Rows from a dataset
══════════════════════════════

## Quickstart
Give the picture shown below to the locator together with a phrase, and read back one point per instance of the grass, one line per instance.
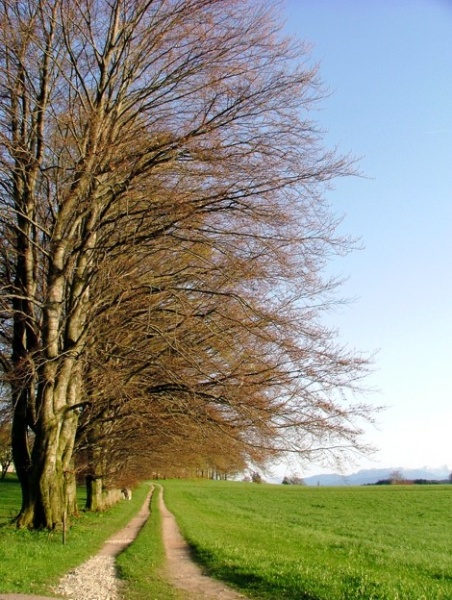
(141, 565)
(385, 543)
(33, 562)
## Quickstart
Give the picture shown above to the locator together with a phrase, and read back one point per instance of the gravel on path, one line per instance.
(96, 579)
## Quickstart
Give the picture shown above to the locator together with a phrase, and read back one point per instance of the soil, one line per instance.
(181, 571)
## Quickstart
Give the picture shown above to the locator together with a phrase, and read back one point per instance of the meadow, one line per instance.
(284, 542)
(287, 542)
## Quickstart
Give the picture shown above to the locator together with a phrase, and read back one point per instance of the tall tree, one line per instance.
(124, 122)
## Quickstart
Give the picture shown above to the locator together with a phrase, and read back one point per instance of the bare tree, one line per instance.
(130, 122)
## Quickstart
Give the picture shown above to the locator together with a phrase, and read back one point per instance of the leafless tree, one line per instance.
(131, 125)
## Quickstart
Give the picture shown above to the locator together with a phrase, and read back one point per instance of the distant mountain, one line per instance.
(370, 476)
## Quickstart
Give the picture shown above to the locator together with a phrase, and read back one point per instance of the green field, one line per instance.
(385, 543)
(33, 562)
(278, 542)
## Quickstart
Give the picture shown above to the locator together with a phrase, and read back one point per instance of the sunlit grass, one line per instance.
(141, 566)
(389, 543)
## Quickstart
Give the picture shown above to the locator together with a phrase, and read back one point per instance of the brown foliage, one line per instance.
(164, 236)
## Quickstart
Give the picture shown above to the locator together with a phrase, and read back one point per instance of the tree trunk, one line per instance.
(46, 495)
(94, 488)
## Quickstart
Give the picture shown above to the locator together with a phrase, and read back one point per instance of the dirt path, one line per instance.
(181, 571)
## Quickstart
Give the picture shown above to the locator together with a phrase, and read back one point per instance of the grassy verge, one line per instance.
(141, 564)
(33, 562)
(290, 543)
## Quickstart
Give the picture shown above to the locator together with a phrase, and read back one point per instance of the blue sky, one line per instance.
(388, 65)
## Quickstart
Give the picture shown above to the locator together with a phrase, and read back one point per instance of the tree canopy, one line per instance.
(164, 238)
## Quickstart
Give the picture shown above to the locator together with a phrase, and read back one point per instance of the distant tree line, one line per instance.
(163, 241)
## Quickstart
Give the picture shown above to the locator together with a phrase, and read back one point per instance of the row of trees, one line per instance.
(163, 243)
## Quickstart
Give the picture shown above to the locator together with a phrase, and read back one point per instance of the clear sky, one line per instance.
(388, 64)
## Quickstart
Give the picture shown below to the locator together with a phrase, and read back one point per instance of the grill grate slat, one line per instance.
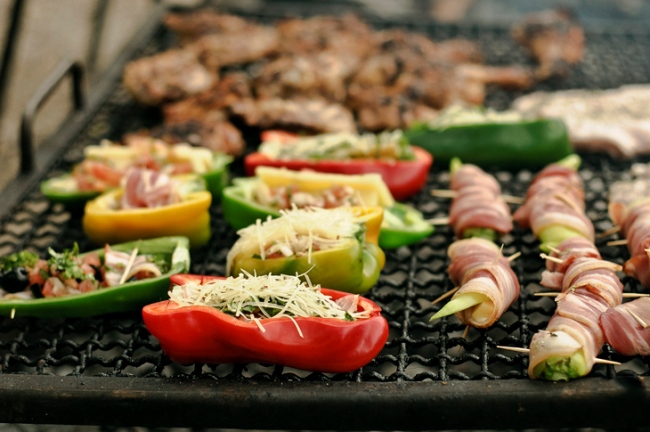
(417, 350)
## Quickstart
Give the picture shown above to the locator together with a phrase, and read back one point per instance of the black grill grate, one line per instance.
(417, 350)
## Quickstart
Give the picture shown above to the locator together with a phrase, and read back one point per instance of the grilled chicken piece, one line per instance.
(227, 49)
(217, 134)
(613, 121)
(346, 35)
(554, 38)
(192, 25)
(320, 75)
(169, 76)
(313, 115)
(211, 103)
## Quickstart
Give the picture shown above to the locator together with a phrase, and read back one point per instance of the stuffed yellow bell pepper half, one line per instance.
(150, 205)
(336, 248)
(275, 189)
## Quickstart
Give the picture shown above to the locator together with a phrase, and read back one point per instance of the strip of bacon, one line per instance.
(562, 257)
(478, 203)
(623, 329)
(478, 267)
(634, 223)
(590, 287)
(555, 199)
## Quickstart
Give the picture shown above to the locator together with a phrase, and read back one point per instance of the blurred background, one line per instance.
(35, 35)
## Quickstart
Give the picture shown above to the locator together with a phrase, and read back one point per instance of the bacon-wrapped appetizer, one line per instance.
(554, 207)
(488, 286)
(625, 327)
(563, 256)
(568, 347)
(478, 210)
(634, 223)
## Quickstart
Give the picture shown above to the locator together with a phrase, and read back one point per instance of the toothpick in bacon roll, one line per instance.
(488, 286)
(478, 208)
(563, 256)
(634, 223)
(568, 347)
(554, 207)
(624, 329)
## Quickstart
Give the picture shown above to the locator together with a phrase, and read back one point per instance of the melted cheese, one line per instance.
(296, 233)
(271, 296)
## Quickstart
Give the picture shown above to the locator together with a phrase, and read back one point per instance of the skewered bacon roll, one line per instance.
(634, 223)
(488, 284)
(568, 347)
(554, 206)
(478, 204)
(623, 331)
(566, 253)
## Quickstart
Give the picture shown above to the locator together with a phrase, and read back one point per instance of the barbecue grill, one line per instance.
(109, 370)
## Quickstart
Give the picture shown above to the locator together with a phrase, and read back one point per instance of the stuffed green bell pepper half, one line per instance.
(276, 189)
(117, 278)
(336, 247)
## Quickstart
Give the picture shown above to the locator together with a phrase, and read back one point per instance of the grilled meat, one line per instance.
(191, 26)
(314, 115)
(210, 103)
(613, 121)
(169, 76)
(554, 38)
(227, 49)
(219, 135)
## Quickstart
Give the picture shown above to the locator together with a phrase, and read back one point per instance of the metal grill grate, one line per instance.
(417, 350)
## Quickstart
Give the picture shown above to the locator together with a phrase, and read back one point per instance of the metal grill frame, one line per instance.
(48, 390)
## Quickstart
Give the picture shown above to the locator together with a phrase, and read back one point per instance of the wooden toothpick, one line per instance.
(526, 351)
(445, 295)
(608, 232)
(514, 256)
(438, 221)
(555, 294)
(637, 318)
(550, 258)
(127, 269)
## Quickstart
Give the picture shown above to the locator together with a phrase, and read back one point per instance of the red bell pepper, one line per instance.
(404, 178)
(202, 334)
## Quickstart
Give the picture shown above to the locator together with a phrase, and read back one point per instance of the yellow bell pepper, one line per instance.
(103, 223)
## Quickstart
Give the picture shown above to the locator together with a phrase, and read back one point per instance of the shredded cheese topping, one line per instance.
(255, 298)
(297, 232)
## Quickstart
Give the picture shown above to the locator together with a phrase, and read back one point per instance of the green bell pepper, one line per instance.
(402, 224)
(65, 189)
(129, 296)
(353, 265)
(491, 139)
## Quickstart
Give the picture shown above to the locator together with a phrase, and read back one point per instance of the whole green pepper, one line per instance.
(499, 142)
(126, 297)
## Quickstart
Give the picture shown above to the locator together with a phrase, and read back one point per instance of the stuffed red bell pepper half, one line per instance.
(403, 167)
(266, 319)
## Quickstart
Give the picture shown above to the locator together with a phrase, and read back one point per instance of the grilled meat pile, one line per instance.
(322, 74)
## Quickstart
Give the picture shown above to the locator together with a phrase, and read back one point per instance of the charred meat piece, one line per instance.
(219, 135)
(227, 49)
(169, 76)
(311, 115)
(554, 38)
(311, 75)
(192, 25)
(211, 103)
(346, 35)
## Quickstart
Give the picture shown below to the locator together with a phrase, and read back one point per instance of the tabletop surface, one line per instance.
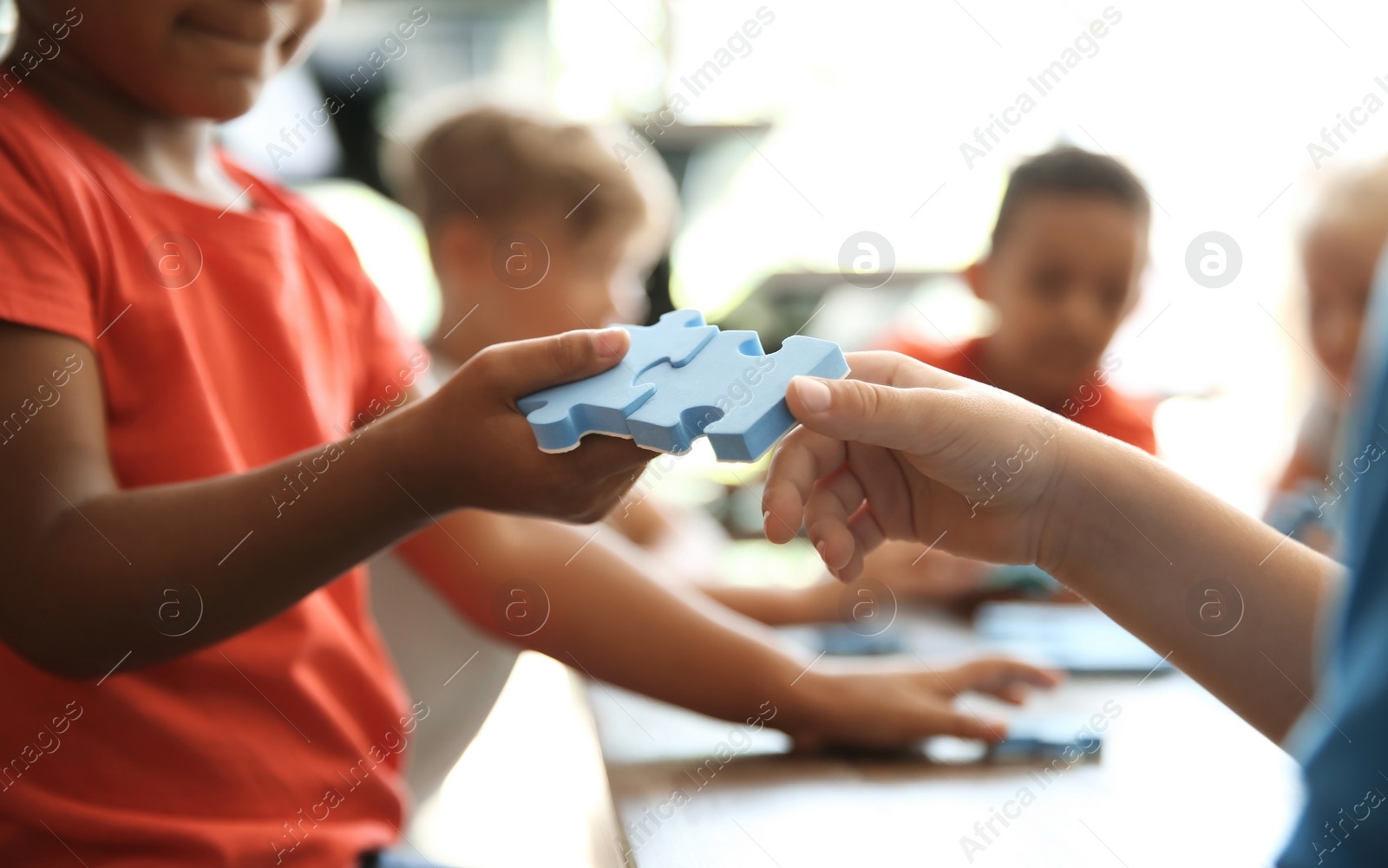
(1179, 781)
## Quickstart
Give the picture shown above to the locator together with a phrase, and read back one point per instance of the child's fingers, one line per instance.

══════════════════════════════

### Task to carry out
Count the lines in the listing above that contain the string "distant". Reply with the number alone.

### Answer in full
2